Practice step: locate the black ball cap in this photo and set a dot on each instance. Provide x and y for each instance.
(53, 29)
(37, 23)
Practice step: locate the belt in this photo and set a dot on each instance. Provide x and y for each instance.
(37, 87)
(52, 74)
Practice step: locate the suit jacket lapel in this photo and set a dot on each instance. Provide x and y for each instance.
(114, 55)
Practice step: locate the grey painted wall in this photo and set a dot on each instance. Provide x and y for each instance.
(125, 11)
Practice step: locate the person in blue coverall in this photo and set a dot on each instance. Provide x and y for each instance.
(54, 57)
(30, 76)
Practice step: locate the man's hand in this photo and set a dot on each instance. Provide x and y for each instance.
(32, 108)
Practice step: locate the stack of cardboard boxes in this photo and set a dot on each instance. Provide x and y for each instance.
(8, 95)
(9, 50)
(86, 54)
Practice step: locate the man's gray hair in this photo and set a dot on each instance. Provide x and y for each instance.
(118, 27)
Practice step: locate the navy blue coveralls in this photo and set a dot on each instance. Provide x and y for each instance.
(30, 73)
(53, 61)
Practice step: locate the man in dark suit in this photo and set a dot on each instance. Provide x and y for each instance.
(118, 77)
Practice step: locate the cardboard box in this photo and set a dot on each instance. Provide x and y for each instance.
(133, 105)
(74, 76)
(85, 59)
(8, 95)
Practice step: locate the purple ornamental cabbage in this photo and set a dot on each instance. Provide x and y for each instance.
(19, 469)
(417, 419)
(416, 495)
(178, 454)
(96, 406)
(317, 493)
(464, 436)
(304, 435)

==

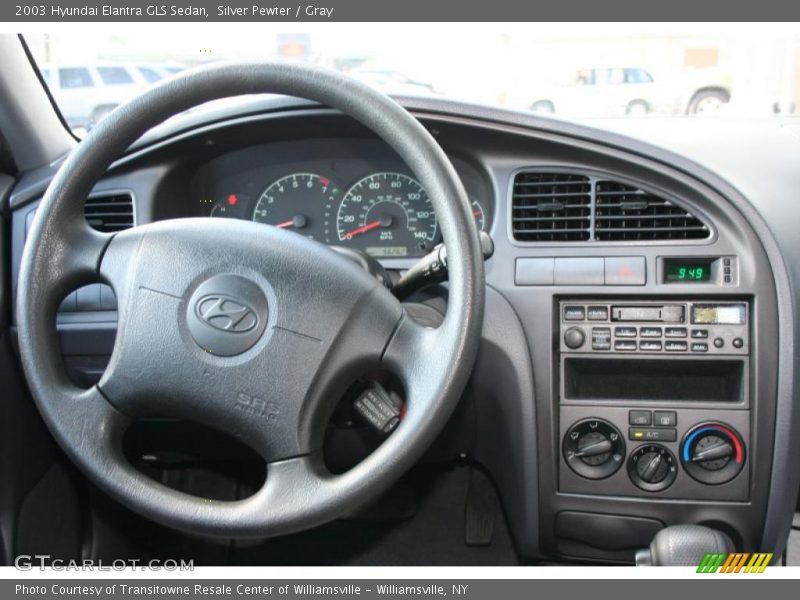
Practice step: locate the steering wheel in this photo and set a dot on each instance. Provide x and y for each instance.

...

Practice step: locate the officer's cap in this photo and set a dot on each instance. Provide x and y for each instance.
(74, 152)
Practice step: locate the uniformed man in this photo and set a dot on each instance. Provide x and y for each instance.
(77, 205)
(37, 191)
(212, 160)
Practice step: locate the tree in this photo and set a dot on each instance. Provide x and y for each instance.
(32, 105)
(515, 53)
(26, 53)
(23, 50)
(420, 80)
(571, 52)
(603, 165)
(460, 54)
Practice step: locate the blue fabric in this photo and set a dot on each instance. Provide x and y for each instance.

> _Work required_:
The lines to extract from the data above begin with the line containing "Practice step: locate the uniformed" and end with the line containing "Practice step: locate the blue". Extract them exactly, including both.

> _Response area_:
Practice step: locate the uniformed man in this photo and set a dot on each instance. Provide x and y for each instance.
(77, 205)
(37, 191)
(212, 160)
Practice step: locate the tree in this photo and set a dot on each instance. Provide x and y for each instance.
(32, 105)
(515, 53)
(26, 53)
(23, 50)
(420, 80)
(571, 52)
(603, 165)
(460, 54)
Practice step: locate the blue fabric in this photo and set a dot on each instance. Provide x and y for each instance.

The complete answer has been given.